== Texte fourni ==
==========

La magistrate, cheffe de la section financière du Parquet de Bruxelles, nommée aux Affaires Etrangères.     

Le 27 janvier 2011, la 49ème Chambre du Tribunal de Première Instance de Bruxelles condamne la bande des cinq à 5 mois de prison avec sursis.

Elle est devenue la magistrate de référence en matière de blanchiment d’argent.
Substitut du Procureur du Roi, Laure du Castillon y représente donc la société et en défend les intérêts. L’affaire Verbruggen est entre de bonnes mains, celles de la cheffe de la section financière du Parquet de Bruxelles. Elle est jeune, mais son expérience est déjà bien fournie. De septembre 1990 à août 2001, elle a été avocate au sein du Cabinet Janson. Dans le même temps, elle est Professeure Assistante à l’UCL (Université Catholique de Louvain). Elle devient ensuite Magistrate pendant 10 années et prend la responsabilité de la section financière du Parquet. Pendant qu’elle travaillait sur l’affaire Verbruggen, elle menait aussi l’enquête sur les avoirs de l’ex-Président Ben Ali et participait à l’élaboration de la plateforme de partage opérationnel sur les avoirs de l’ex-Président et de sa famille, ce qui avait notamment conduit à la saisie conservatoire de comptes bancaires et d’un immeuble à Bruxelles appartenant à des proches de Ben Ali, dans le cadre de deux informations judiciaires ouvertes sur des soupçons de blanchiment et de corruption. Elle est devenue la magistrate de référence en matière de blanchiment d’argent.

Dans l’affaire Verbruggen, son réquisitoire de « confiscation spéciale » du 15 décembre 2010 demande la confiscation des actions détenues dans les coffres de la KB LUX au nom du notaire décédé Robert Verbruggen ainsi que toutes les autres actions des sociétés dans lesquelles le notaire a logé sa fortune, « en quelques mains qu’elles se trouvent ». Le réquisitoire précise que

la confiscation à 100% des actions est justifiée dans le but de prévenir de nouveaux délits envers la masse successorale, dans l’attente du partage qui sera déterminé par les juridictions civiles.

Laure du Castillon requiert 10 mois de prison avec sursis à l’encontre des 5 héritiers et demande la requalification d’abus de confiance en vol, relativement aux actions qui ne figuraient pas dans la déclaration de succession du père et qui avaient fait ensuite l’objet de donations à la bande des cinq par leur mère décédée le 31 décembre 2005.

==========

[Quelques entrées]
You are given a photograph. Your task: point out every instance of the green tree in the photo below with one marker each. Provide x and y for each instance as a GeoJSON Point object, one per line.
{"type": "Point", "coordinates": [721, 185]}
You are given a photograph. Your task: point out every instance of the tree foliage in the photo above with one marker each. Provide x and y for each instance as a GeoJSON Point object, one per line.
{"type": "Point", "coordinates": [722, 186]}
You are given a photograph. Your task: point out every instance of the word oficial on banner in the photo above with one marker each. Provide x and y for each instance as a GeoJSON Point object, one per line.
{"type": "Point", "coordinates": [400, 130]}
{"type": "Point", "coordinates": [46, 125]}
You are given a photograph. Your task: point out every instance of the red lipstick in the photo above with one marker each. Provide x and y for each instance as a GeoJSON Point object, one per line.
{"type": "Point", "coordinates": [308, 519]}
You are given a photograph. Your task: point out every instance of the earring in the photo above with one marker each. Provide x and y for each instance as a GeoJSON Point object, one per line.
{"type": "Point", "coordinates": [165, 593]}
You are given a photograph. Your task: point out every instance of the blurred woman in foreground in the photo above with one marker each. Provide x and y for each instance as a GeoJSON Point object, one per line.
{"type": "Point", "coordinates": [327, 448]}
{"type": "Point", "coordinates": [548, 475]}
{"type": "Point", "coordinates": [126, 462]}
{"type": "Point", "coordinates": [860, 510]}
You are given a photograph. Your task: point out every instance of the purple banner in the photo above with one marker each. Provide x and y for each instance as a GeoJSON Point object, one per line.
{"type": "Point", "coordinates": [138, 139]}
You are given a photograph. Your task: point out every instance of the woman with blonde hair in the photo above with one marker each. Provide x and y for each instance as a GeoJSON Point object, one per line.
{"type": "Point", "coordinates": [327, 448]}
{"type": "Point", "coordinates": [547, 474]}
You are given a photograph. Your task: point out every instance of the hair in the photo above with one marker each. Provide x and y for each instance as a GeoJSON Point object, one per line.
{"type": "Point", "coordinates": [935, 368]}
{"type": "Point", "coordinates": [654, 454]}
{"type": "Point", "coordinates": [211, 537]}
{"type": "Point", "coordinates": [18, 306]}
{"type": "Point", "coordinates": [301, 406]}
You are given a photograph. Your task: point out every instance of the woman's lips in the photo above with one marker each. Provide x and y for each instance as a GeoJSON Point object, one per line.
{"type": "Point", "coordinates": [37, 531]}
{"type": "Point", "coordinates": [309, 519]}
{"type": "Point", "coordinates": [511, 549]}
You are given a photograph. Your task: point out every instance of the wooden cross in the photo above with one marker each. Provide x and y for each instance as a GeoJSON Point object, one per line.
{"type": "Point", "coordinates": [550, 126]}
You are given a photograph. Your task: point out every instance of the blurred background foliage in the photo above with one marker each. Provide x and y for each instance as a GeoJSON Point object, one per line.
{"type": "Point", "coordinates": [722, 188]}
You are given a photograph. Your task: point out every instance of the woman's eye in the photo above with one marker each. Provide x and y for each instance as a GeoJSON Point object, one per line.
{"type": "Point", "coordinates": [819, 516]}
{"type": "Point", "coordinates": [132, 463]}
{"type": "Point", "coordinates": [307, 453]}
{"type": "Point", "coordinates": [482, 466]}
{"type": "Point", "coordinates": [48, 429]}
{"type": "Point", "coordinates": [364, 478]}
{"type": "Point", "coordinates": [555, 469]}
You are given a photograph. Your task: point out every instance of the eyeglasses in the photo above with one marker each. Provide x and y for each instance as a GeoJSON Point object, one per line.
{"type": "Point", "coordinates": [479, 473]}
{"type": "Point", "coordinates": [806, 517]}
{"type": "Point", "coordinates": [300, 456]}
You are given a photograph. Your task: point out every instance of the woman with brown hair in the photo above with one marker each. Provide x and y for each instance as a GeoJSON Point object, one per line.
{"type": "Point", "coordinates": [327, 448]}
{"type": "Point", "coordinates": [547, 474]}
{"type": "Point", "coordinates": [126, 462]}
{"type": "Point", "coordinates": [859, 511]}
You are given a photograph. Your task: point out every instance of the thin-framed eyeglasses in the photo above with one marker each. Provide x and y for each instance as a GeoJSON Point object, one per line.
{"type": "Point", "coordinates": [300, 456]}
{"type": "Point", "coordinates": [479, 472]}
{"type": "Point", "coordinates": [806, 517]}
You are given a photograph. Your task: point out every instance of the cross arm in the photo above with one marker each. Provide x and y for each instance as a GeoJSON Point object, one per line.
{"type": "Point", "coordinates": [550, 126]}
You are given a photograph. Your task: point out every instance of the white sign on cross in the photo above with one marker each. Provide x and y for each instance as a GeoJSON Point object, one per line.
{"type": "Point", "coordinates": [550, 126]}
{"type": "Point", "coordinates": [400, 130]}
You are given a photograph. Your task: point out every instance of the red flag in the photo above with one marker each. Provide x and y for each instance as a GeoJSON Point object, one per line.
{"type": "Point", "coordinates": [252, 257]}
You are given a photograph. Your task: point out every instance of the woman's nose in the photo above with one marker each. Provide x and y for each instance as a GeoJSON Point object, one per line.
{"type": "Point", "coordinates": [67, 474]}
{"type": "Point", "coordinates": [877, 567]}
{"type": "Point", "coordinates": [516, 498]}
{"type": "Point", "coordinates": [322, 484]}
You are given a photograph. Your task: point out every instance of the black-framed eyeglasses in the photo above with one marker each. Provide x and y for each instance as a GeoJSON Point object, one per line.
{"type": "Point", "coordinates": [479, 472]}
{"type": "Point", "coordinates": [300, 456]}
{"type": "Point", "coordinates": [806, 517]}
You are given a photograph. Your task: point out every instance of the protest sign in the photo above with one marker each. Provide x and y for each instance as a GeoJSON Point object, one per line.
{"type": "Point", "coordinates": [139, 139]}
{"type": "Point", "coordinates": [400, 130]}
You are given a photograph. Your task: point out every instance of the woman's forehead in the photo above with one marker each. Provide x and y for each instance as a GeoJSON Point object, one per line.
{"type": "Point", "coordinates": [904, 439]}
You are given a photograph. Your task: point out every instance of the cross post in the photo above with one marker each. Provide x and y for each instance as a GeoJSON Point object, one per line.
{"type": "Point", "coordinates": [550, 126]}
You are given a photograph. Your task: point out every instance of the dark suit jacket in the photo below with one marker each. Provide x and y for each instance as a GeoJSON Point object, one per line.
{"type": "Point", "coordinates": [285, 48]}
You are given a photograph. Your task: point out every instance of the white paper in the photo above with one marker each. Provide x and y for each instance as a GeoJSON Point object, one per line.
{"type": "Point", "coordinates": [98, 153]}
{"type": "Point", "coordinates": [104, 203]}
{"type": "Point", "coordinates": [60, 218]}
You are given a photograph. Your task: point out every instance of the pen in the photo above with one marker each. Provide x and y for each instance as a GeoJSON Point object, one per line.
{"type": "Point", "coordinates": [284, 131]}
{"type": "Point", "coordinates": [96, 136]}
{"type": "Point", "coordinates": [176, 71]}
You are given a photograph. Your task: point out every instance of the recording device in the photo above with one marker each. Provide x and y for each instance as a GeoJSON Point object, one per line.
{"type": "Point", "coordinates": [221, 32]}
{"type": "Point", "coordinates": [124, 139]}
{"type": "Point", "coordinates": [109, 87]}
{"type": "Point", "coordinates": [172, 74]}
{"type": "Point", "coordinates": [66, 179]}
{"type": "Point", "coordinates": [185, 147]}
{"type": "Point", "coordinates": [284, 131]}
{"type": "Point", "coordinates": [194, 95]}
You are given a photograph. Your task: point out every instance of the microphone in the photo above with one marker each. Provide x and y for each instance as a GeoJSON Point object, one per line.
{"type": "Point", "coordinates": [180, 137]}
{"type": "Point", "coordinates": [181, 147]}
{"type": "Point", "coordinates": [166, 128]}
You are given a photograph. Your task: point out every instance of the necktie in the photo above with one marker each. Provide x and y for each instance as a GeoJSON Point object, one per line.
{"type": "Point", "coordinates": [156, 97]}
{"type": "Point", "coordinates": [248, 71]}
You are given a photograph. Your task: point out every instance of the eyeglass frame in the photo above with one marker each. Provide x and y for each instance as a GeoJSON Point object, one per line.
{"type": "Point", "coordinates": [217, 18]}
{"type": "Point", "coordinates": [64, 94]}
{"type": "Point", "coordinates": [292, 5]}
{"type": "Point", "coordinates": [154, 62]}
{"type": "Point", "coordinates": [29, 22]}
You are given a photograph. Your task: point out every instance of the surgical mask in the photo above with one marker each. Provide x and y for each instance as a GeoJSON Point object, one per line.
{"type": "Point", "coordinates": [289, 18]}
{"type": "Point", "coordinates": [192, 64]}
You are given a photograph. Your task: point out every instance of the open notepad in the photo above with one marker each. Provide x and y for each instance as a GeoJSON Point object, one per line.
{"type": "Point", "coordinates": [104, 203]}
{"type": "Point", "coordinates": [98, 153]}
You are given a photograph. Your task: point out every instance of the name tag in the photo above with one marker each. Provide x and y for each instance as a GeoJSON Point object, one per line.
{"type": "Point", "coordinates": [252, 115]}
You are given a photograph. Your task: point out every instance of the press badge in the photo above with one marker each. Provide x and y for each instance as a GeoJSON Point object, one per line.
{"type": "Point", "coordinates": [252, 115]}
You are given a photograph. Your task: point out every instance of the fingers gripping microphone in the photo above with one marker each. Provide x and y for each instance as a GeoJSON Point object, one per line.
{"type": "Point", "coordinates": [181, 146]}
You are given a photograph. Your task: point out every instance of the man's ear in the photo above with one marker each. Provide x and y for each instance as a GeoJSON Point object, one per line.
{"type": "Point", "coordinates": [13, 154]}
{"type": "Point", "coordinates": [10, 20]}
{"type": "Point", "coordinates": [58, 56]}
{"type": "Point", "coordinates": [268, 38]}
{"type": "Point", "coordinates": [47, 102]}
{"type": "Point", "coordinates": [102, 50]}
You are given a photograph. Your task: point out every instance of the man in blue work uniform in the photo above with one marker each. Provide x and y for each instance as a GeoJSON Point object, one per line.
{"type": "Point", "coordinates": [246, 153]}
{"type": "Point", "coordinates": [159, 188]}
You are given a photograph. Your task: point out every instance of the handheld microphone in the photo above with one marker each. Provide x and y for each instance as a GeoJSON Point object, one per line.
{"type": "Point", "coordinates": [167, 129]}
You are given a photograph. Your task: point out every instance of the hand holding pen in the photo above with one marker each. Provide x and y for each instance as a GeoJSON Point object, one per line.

==========

== Consigne de la tâche ==
Recopiez fidèlement un passage du texte sur l'affaire Verbruggen, en commençant aux mots « la confiscation à » et en vous arrêtant après « les juridictions civiles. ».

== Résultat obtenu ==
la confiscation à 100% des actions est justifiée dans le but de prévenir de nouveaux délits envers la masse successorale, dans l’attente du partage qui sera déterminé par les juridictions civiles.